_Written instruction_
Rewrite each of the records below, changing "innermost point" to "center point" everywhere it occurs and keeping everything else the same. Omit the pictures from your version.

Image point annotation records
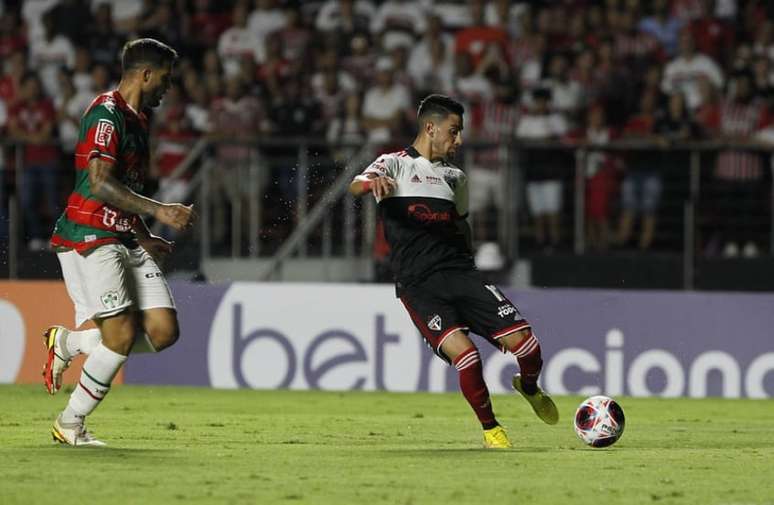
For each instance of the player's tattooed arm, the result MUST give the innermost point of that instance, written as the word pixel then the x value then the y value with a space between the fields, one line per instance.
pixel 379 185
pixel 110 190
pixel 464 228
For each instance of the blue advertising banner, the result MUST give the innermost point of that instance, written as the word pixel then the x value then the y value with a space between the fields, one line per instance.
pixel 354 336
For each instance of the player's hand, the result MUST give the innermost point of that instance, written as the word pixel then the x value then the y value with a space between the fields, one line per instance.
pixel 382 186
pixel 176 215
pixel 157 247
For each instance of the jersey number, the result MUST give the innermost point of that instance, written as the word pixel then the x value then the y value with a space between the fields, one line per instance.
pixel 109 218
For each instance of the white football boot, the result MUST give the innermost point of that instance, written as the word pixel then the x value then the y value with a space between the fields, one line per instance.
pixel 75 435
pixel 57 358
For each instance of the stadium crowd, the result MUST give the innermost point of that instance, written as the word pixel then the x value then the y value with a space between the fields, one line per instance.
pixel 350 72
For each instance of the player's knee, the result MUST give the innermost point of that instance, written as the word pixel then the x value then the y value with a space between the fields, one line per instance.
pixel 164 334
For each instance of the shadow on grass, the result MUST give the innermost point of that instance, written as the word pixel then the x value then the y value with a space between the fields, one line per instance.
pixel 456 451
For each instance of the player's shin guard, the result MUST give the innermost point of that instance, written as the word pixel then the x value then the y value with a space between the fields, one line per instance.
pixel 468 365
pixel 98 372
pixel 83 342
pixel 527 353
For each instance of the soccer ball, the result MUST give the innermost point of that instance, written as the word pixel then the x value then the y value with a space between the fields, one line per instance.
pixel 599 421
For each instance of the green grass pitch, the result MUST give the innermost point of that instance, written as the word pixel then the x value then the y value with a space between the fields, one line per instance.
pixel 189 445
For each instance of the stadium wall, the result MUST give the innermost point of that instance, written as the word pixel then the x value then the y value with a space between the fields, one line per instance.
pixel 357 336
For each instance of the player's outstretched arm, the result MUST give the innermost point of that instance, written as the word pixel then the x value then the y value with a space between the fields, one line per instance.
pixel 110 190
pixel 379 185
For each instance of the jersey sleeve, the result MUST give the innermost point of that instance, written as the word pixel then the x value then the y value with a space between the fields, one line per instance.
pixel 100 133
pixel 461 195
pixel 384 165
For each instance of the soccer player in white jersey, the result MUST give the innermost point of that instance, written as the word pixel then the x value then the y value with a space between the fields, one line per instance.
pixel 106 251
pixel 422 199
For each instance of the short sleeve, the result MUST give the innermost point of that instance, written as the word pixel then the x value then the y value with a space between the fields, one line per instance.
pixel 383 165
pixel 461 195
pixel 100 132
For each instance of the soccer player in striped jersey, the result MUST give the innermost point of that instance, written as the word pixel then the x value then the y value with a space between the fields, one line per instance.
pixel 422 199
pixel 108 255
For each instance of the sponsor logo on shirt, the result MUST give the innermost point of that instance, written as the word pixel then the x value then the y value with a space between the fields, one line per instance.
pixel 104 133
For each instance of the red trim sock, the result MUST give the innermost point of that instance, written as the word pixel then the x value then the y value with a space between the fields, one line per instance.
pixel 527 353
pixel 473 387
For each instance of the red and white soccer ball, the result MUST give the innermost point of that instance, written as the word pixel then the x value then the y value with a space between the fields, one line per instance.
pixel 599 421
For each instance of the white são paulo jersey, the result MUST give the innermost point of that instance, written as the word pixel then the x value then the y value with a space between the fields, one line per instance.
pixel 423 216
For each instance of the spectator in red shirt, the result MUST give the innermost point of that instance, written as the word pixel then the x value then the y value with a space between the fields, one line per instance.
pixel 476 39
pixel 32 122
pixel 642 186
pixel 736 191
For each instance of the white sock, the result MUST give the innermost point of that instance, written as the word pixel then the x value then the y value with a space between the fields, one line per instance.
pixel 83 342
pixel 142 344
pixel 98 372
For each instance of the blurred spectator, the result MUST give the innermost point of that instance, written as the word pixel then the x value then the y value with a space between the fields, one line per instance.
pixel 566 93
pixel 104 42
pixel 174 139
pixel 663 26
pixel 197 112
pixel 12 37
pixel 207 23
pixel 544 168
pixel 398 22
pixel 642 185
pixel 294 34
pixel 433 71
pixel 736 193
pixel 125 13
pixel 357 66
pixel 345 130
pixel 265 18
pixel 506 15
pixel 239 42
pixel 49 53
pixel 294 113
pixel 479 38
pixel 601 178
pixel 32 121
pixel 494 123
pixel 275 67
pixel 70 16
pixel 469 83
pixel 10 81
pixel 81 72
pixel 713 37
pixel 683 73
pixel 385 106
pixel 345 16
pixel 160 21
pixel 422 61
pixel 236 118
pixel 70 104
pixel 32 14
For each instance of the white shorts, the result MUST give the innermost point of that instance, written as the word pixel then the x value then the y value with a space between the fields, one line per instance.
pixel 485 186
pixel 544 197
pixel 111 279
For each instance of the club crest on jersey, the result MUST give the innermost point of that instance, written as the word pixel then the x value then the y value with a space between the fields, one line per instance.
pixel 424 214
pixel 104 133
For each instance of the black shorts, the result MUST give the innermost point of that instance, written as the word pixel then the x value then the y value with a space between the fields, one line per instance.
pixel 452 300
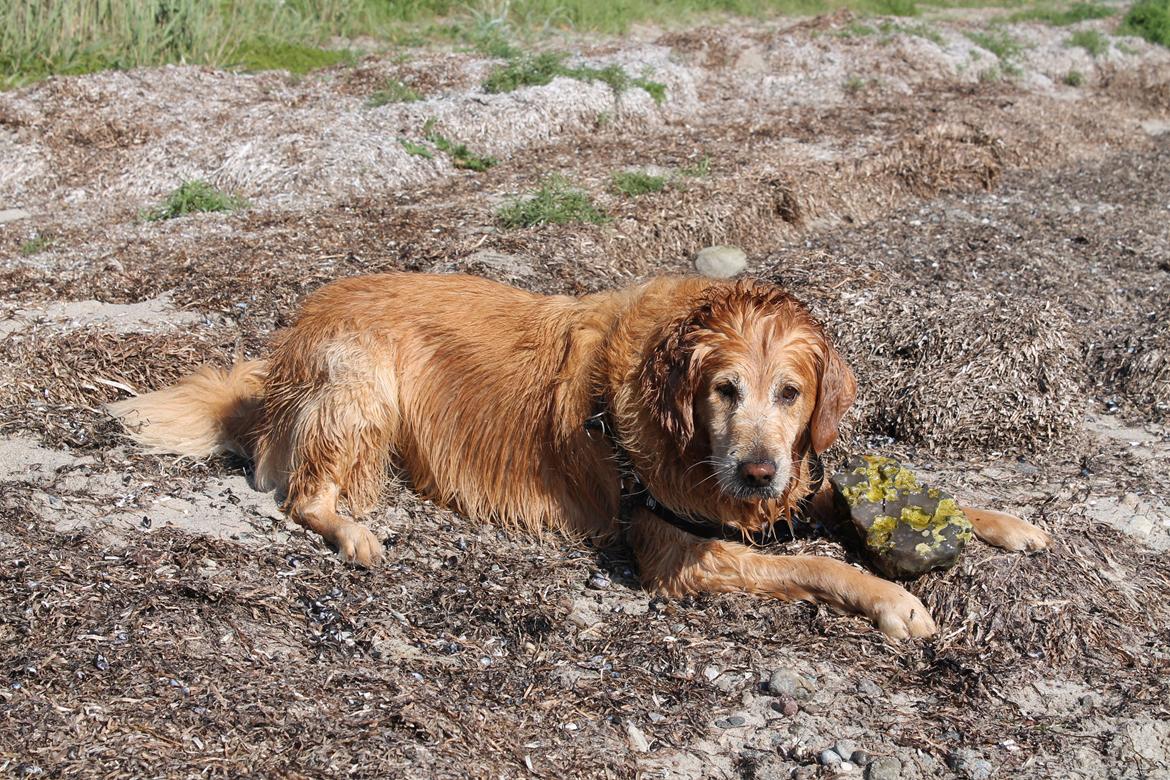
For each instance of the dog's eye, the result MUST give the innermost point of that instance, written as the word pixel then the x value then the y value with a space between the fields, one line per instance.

_Task response_
For each instance of the player's tattooed arm, the result MUST give the center point of that instance, written as the word pixel then the x value then the y value with a space between the fields, one line per instance.
pixel 379 185
pixel 110 190
pixel 464 228
For each instance of the blue advertising banner, the result MUST give the center point of that instance, written as the word pixel then the x value then the y value with a space between the fields, one line per instance.
pixel 354 336
For each instance of the player's hand, the result MUST give the center point of that instance, written as the word pixel then the x value then the y value with a space between the fields, one line per instance.
pixel 382 186
pixel 176 215
pixel 157 247
For each instance of the jersey number, the result MUST give the center point of that instance, written as the word pixel then the x value then the y value with a space between the fields, one line per instance.
pixel 109 218
For each instance of the white football boot, the result MUST give the center point of that instance, written as the word pixel then the x value then the y value with a space between the fields, one line per instance.
pixel 75 435
pixel 57 358
For each instance of the stadium crowd, the result MUST give the center point of that instance, written as the word pixel then the x value then the y value with a space between the fields, one line per instance.
pixel 350 72
For each instance of the player's knee, the result MUST give the center point of that instance, written as the word pixel then the x value then the y value with a space between the fields, one line per instance.
pixel 164 334
For each instance of the shadow on grass, the result MUST give the center point of that instance, written as the word pixel then the x value then the y value with a space between the fields, one line per instance.
pixel 456 451
For each instance of the player's shin guard, the result MUST give the center point of that instance, written as the word pixel then the x value then the y value with a space between the fields, one line per instance.
pixel 468 365
pixel 98 372
pixel 83 342
pixel 527 353
For each instance of the soccer ball, the result MUST give the center point of that instance, written as the word pixel then the x value then the y value with a space between the fields, one line per instance.
pixel 599 421
For each instance of the green grass pitch, the result MUST give the center point of that instance, written as the word pixel then the x value then the y value with a space between the fields, one line per instance.
pixel 189 445
For each instance of the stadium wall, the result MUST give the center point of that instance, written as the word pixel then the x value then the y value with a space between the fields, one line per instance.
pixel 357 336
For each instance of the player's outstretched arm, the result MUST give the center point of that instance, written as the word pixel then the x value then the y value with a space between the fields, one line per instance.
pixel 110 190
pixel 379 185
For each instance of the jersey sleeve, the result MUST give the center point of that instance, written as the word pixel then the x value then the y value with a space between the fields, one line per instance.
pixel 100 133
pixel 461 195
pixel 384 165
For each instance of the soccer player in white jersey, the result MUST give the center point of that instance, written as the word pixel then the x value then the y value with a space between the fields, one line per instance.
pixel 106 251
pixel 422 199
For each instance of the short sleeve, the result MUST give the center point of that instance, written as the word pixel then the x value then the y value with a space between the fields, one line per instance.
pixel 383 165
pixel 461 195
pixel 100 132
For each instance of the soccer player in striped jersey, the result MUST give the center point of that instance, written as the word pixel then the x value then the y value with a space between the fields, one line per instance.
pixel 422 199
pixel 108 255
For each instance of the sponsor logo on shirt, the result MUST give the center point of that instance, written as the word pixel then the x value then the y value with a space between the fields, one line per instance.
pixel 104 133
For each instance of the red trim sock, the result MUST give the center point of that instance, written as the word pixel then the x value then the y value with a space between the fields, one line per instance.
pixel 527 353
pixel 473 387
For each instance of the red and white soccer ball, the result MUST give the center point of that instance, written as the word pixel then the x value then the y value with a space between the fields, one line per instance.
pixel 599 421
For each instance of the white são paulo jersey, the result MUST give the center point of that instance, written as the word pixel then the x value then the y value with a space between the fields, one line per instance.
pixel 423 216
For each instance of the spectator in red shirt, the result MUST give the center point of that instance, written as the word pixel then the x value then the y value with a space between the fields, one line per instance.
pixel 476 39
pixel 32 122
pixel 642 186
pixel 736 191
For each instance of the white sock, the result MUST give the center point of that instance, written as the word pixel then the x value then the y value with a space between the fields, one line per instance.
pixel 83 342
pixel 142 344
pixel 98 372
For each instance of the blurred spectator, the result MUST give the center point of that instance, written as the word pixel then the x value then the y value with a space between the fields, one line per instance.
pixel 566 93
pixel 104 42
pixel 174 139
pixel 663 26
pixel 197 112
pixel 12 37
pixel 207 23
pixel 544 168
pixel 398 22
pixel 642 185
pixel 294 34
pixel 433 71
pixel 736 193
pixel 125 13
pixel 357 66
pixel 345 130
pixel 265 18
pixel 506 15
pixel 239 42
pixel 49 53
pixel 294 113
pixel 479 38
pixel 601 178
pixel 32 121
pixel 494 123
pixel 275 67
pixel 70 16
pixel 469 83
pixel 10 81
pixel 81 72
pixel 713 37
pixel 683 73
pixel 385 106
pixel 345 16
pixel 160 21
pixel 422 61
pixel 236 118
pixel 70 104
pixel 32 14
For each instance of the white shorts, the result MUST give the center point of that instance, written as the word pixel then the x value then the y value with a space between the fields, one line per instance.
pixel 485 186
pixel 544 197
pixel 111 279
For each instance of the club crest on jersey, the result MUST give the center point of that instance, written as the word pixel then the x value then the y value with a space between the fields, one line per instance.
pixel 424 214
pixel 104 133
For each instance of the black shorts, the result MUST give the center point of that instance, written as the word pixel then the x value then the y value with a space between the fields, one line per instance.
pixel 452 300
For each instance of the dog's eye, the result MUST give the center point of that instance, written as the word pixel then the x value then the y value with a space between the fields, one line per instance.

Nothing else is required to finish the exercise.